■ **DATA ENTRIES**

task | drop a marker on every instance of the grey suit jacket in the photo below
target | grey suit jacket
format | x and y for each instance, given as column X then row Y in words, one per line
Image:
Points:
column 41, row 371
...
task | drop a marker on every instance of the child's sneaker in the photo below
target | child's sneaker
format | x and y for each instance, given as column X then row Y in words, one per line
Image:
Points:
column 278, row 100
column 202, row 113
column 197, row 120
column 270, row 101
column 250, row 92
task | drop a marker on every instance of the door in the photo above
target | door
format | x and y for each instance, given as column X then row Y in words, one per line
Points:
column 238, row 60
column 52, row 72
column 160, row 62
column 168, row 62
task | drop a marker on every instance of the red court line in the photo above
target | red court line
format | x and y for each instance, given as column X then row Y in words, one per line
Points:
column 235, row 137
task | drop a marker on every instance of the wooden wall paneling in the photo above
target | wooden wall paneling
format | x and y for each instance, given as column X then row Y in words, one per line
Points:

■ **THE REQUEST**
Can you copy out, unchanged, the lines from the one containing "task | drop a marker on every instance of the grey" through the one containing "column 41, row 371", inclusive?

■ **OUTPUT BELOW**
task | drop a marker on every instance of the grey suit jacket in the photo below
target | grey suit jacket
format | x and y for each instance, given as column X then row Y in words, one per line
Image:
Points:
column 41, row 371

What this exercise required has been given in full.